[Collection entries]
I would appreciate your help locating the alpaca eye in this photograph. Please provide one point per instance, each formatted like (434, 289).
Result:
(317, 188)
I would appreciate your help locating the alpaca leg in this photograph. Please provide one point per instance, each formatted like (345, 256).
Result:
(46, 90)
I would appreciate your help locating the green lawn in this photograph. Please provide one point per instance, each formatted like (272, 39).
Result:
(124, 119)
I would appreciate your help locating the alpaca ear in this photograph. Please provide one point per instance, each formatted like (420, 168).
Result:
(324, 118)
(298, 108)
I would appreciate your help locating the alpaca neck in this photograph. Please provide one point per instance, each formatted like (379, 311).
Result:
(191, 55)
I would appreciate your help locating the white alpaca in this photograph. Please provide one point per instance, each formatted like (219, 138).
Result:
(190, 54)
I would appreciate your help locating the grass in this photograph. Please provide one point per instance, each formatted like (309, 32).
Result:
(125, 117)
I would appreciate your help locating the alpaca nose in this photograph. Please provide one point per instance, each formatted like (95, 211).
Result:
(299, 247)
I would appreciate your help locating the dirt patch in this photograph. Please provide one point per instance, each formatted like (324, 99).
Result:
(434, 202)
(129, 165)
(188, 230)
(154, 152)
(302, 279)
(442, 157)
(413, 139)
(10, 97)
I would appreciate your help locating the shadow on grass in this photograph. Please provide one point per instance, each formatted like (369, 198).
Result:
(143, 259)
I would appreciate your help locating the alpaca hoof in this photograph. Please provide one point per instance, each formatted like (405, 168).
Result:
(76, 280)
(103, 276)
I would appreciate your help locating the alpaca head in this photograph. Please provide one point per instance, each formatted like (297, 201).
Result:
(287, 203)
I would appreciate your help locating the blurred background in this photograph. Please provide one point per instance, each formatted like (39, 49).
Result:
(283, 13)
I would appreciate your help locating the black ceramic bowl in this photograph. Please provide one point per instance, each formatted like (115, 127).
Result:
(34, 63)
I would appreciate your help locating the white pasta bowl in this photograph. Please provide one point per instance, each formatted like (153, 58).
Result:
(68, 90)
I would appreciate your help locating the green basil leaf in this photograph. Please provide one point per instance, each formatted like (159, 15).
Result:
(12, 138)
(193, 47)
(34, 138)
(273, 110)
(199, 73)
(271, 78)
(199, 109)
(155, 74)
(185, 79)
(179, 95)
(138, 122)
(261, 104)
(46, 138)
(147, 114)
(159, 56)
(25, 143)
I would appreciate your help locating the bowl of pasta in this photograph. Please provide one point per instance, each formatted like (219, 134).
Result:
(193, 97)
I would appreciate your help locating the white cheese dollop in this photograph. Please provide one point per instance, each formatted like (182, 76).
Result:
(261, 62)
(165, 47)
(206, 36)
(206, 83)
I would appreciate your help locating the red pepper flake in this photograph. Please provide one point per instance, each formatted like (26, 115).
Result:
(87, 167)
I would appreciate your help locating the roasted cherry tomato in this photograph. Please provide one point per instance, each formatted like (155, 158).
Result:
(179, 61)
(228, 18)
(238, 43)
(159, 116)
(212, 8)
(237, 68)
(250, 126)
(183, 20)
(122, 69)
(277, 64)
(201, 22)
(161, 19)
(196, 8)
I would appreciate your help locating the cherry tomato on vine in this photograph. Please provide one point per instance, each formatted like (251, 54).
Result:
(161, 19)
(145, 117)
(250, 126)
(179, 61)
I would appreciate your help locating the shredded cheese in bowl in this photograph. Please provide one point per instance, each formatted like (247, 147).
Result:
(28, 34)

**What is required:** From the first line to the last, return the data exactly.

**Solution:**
I would appreciate your help locating the alpaca eye in this photograph. Please provide one point per instance, each formatted like (434, 289).
Result:
(317, 188)
I would appreciate your help locating the alpaca leg in this photograph. Please provide one point per instance, each formatted like (345, 256).
Result:
(46, 90)
I would appreciate your help locating the green lawn in this photograph. Please provide one point per instance, each formatted like (272, 39).
Result:
(124, 119)
I would appreciate your help locating the alpaca ear in this photograph. Please provide one point per instance, each formatted like (420, 168).
Result:
(324, 118)
(298, 108)
I would appreciate your help locating the alpaca neck in this photograph. Please provide one point per instance, each formatted like (379, 311).
Result:
(191, 55)
I would appreciate your help locating the white alpaca in this photograph. Please provide one point per instance, each formatted like (219, 138).
Result:
(190, 54)
I would appreciate your help locating the grass in this photograph. Please provide one point per instance, each formatted like (309, 32).
Result:
(125, 117)
I would appreciate your help locating the alpaca nose in this photograph. Please provide one point per instance, each formatted like (95, 211).
Result:
(299, 247)
I would appreciate your help locating the dirt patch in this photograph. Please provide one point per instance, each formatted like (324, 99).
Result:
(434, 202)
(129, 165)
(188, 230)
(154, 152)
(302, 279)
(442, 157)
(413, 139)
(10, 97)
I would appreciate your help locating the shadow on grass in this photograph. Please provide one point per instance, each formatted like (369, 198).
Result:
(143, 259)
I would appreciate your help locating the alpaca hoof in this photograph. Please provide one point per instance, each formatted like (405, 168).
Result:
(76, 280)
(103, 276)
I would appreciate your help locating the alpaca head in this photograph. Please provide one point per instance, each formatted like (297, 201).
Result:
(287, 203)
I would appreciate your help locating the blurred background in this photograph. Please provide one point per instance, each formatted like (39, 49).
Result:
(283, 13)
I would appreciate your help locating the black ceramic bowl in this photograph. Please provide one point per instance, each formatted like (115, 127).
Result:
(34, 63)
I would appreciate your help locating the white pasta bowl in this photograph. Please provide one point per instance, each formatted like (153, 58).
Result:
(68, 90)
I would appreciate your help locating the green basil leaf in this photograph. Please provide one point per instance, each formatted like (159, 15).
Result:
(12, 138)
(193, 47)
(34, 138)
(273, 110)
(199, 73)
(271, 78)
(199, 109)
(155, 74)
(185, 79)
(179, 95)
(138, 122)
(261, 104)
(46, 138)
(147, 114)
(159, 56)
(25, 143)
I would appreciate your help locating the bowl of pasta in this photograph. Please provide one point per instance, each formatted like (219, 134).
Result:
(193, 97)
I would appreciate your help locating the white cheese dollop in this photograph. Please provide one point per instance, each formatted like (182, 76).
Result:
(261, 62)
(165, 47)
(206, 36)
(206, 83)
I would appreciate your help locating the red pepper flake in this photograph. Please provide one point per instance, each formatted like (26, 115).
Result:
(87, 167)
I would appreciate your help locating the roasted cherry tomato in this photograph. Please provide one point per instance, each formatted like (155, 158).
Result:
(179, 61)
(228, 18)
(238, 43)
(159, 116)
(212, 8)
(237, 68)
(250, 126)
(183, 20)
(122, 69)
(277, 64)
(201, 22)
(161, 19)
(196, 8)
I would appreciate your help locating the cherry tomato on vine in this photograph. Please provide one point per instance, each formatted like (251, 54).
Result:
(161, 19)
(145, 117)
(250, 126)
(179, 61)
I would appreciate your help locating the shredded cheese in bowl in this photograph. Please provide one point per instance, each formatted like (247, 147).
Result:
(28, 34)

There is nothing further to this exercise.